* **Your instructions**:
Nothing but the lines from the one containing "Where can the windshield" to the end of the data should be returned, each exactly as written.

* **Supplied material**:
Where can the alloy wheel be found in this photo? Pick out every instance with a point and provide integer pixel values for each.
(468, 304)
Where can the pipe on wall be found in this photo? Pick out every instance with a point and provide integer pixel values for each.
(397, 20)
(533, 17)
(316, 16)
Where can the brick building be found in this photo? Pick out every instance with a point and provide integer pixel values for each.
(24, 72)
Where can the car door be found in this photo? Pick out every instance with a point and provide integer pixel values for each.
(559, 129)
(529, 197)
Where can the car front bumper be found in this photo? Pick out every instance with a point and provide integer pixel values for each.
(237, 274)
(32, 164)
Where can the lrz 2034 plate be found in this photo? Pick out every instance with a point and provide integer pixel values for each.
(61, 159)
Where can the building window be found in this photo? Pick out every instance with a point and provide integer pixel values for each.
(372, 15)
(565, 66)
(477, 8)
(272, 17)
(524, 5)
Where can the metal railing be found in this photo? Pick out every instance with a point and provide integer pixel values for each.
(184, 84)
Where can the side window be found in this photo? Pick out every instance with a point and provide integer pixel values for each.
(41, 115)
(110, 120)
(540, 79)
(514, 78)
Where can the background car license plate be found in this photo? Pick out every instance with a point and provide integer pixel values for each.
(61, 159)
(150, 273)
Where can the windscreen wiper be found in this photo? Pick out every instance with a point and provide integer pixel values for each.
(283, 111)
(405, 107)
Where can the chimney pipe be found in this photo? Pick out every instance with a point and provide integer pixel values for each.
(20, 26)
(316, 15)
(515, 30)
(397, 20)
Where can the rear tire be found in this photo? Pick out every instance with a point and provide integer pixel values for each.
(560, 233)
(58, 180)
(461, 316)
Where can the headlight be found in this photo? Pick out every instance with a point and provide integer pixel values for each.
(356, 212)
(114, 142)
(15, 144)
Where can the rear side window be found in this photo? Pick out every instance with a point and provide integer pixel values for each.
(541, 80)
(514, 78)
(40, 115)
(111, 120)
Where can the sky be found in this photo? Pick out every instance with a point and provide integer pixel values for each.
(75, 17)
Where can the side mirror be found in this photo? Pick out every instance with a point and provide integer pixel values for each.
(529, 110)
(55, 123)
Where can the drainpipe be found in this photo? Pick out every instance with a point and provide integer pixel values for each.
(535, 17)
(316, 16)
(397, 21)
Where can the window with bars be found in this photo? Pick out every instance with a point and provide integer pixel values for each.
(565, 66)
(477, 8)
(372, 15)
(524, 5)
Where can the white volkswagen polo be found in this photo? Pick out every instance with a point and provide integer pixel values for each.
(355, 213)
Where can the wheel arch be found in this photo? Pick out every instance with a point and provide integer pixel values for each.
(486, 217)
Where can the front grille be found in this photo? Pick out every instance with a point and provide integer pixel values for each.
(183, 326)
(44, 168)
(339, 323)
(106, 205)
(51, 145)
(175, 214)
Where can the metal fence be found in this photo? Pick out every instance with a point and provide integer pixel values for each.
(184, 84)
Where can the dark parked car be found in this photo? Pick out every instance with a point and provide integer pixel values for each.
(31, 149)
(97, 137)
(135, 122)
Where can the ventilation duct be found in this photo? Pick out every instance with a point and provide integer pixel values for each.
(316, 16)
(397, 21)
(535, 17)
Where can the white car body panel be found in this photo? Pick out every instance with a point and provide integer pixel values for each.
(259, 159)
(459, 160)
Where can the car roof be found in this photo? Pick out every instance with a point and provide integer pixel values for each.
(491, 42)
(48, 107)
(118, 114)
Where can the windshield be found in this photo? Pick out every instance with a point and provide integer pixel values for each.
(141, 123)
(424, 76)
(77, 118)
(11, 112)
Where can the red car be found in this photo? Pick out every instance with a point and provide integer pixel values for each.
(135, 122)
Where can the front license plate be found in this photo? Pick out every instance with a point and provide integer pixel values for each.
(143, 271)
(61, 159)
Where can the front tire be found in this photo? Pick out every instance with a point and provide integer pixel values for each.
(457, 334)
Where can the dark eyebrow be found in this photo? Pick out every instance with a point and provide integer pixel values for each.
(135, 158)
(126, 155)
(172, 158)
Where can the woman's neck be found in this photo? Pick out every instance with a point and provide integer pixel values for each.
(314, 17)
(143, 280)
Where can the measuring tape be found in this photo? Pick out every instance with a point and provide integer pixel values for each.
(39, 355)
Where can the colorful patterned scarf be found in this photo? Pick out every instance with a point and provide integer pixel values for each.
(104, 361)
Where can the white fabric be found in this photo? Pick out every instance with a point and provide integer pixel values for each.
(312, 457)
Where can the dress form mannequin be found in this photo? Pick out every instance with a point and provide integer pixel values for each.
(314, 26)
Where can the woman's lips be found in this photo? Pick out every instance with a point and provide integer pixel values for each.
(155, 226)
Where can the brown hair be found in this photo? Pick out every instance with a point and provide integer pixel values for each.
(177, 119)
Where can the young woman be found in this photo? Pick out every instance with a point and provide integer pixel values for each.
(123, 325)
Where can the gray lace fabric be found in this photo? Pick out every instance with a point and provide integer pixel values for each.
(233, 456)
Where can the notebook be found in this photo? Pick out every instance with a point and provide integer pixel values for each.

* **Task solution**:
Where can the windshield be found in this photo? Pick out every instance with a point and provide integer pixel values for each.
(141, 123)
(424, 76)
(77, 118)
(11, 112)
Where can the red car be found in this photo? Pick out every instance with a point and provide integer pixel values for each.
(135, 122)
Where can the front license plate be found in this photo? Pick out every instance with a point and provide integer pixel values for each.
(143, 271)
(61, 159)
Where can the front tire be found in this photo? Pick out every instance with a point and provide integer pixel values for each.
(457, 334)
Where can the dark eyebrow be found in this photo? Pick out every instance with a point and provide integer pixel values for each.
(135, 158)
(126, 155)
(172, 158)
Where can the woman's neck be found in this photo? Pick out every instance with a point and provide integer pixel values for each.
(314, 17)
(143, 280)
Where can the measuring tape be found in this photo? Pick out every instance with a point and provide integer pixel values for each.
(39, 355)
Where can the colorful patterned scarf be found in this photo? Pick out every instance with a point and provide integer pixel values for each.
(104, 361)
Where can the white fabric be found in this photo? Pick out every instance with a point and provide integer pixel values for each.
(312, 457)
Where can the dress form mannequin be found in this photo? Pick out every instance with a point and provide integer pixel values for each.
(314, 26)
Where can the woman's lips be found in this photo? Pick out every instance with a point and provide integer pixel values for each.
(155, 226)
Where can the brown hair be found in this photo? Pick out every instance with a point and provide integer pixel values for each.
(177, 119)
Where can the young woman be found in this photo? Pick out every instance with a point and provide integer pixel values for each.
(123, 325)
Where can the gray lace fabric be found in this photo? Pick out every instance with a point and provide integer pixel values for each.
(233, 456)
Where can the notebook be found in this photo? Pick out every instance with a point and provide integer pixel values for each.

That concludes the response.